====== Document extract

1) Pair-counting view (what FMI actually measures)#

Let \(y^{(T)}\) be the true labels and \(y^{(P)}\) be the predicted labels.

For each pair of samples \((i, j)\) with \(i<j\), define:

  • same-true: \(\mathbb{1}[y^{(T)}_i = y^{(T)}_j]\)

  • same-pred: \(\mathbb{1}[y^{(P)}_i = y^{(P)}_j]\)

This turns clustering comparison into a binary decision per pair (together vs apart), yielding pairwise counts:

  • TP: together in both true and predicted

  • FP: together in predicted, apart in true

  • FN: together in true, apart in predicted

  • TN: apart in both (not used by FMI)

Pairwise precision and recall:

\[ \text{precision}_{\text{pair}} = \frac{\mathrm{TP}}{\mathrm{TP}+\mathrm{FP}},\qquad \text{recall}_{\text{pair}} = \frac{\mathrm{TP}}{\mathrm{TP}+\mathrm{FN}} \]

The Fowlkes–Mallows index is the geometric mean:

\[ \mathrm{FMI} = \sqrt{\text{precision}_{\text{pair}}\,\text{recall}_{\text{pair}}} = \frac{\mathrm{TP}}{\sqrt{(\mathrm{TP}+\mathrm{FP})(\mathrm{TP}+\mathrm{FN})}} \]

Notes:

  • FMI is label-permutation invariant (cluster IDs are arbitrary).

  • FMI ignores true negatives (pairs separated in both clusterings). With many clusters, TN pairs dominate, so ignoring them keeps the metric focused on who gets grouped together.

============
====== Source data

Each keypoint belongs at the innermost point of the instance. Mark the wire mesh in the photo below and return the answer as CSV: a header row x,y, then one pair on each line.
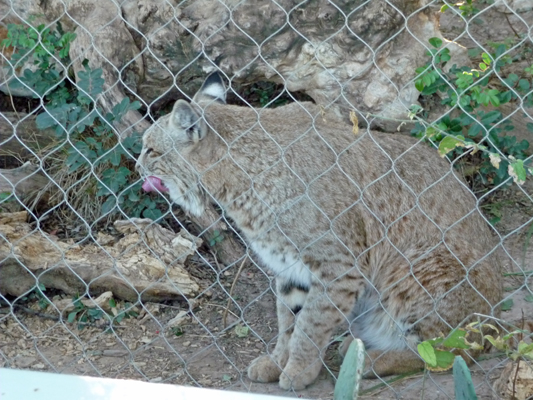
x,y
181,311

============

## Your tasks
- 1) Which pairwise counts does the Fowlkes–Mallows passage define, and what does each one mean?
- 2) Do these statements agree with the Fowlkes–Mallows passage? Answer yes or no for each, and quote the deciding words.
(a) FMI makes use of true negatives.
(b) FMI is the geometric mean of pairwise precision and pairwise recall.
(c) Renaming the cluster IDs changes the FMI value.
- 3) Carry on the Fowlkes–Mallows passage past its final note.

## Answers for the tasks
- 1)
- TP: together in both true and predicted
- FP: together in predicted, apart in true
- FN: together in true, apart in predicted
- TN: apart in both (not used by FMI)

- 2)
(a) No: "FMI ignores true negatives (pairs separated in both clusterings)."
(b) Yes: "The Fowlkes–Mallows index is the geometric mean"
(c) No: "FMI is label-permutation invariant (cluster IDs are arbitrary)."

- 3)
def pair_confusion_counts_bruteforce(labels_true, labels_pred):
    """Pair confusion counts (TP, FP, FN, TN) in O(n^2).

    A pair (i, j) with i<j is a 'positive' if the two samples are in the same cluster.
    """

    labels_true = np.asarray(labels_true).ravel()
    labels_pred = np.asarray(labels_pred).ravel()
    if labels_true.shape != labels_pred.shape:
        raise ValueError(f"shape mismatch: true{labels_true.shape} vs pred{labels_pred.shape}")

    n = labels_true.size
    tp = fp = fn = tn = 0

    for i in range(n - 1):
        for j in range(i + 1, n):
            same_true = labels_true[i] == labels_true[j]
            same_pred = labels_pred[i] == labels_pred[j]

            if same_true and same_pred:
                tp += 1
            elif (not same_true) and same_pred:
                fp += 1
            elif same_true and (not same_pred):
                fn += 1
            else:
                tn += 1

    return tp, fp, fn, tn


def fowlkes_mallows_from_pair_counts(tp, fp, fn):
    den = (tp + fp) * (tp + fn)
    if den == 0:
        return 0.0
    return float(tp / np.sqrt(den))


# Tiny example: 8 items, 3 true clusters
labels_true = np.array([0, 0, 0, 1, 1, 2, 2, 2])

# A predicted clustering that *merges* clusters 1 and 2
labels_pred = np.array([0, 0, 0, 1, 1, 1, 1, 1])

tp, fp, fn, tn = pair_confusion_counts_bruteforce(labels_true, labels_pred)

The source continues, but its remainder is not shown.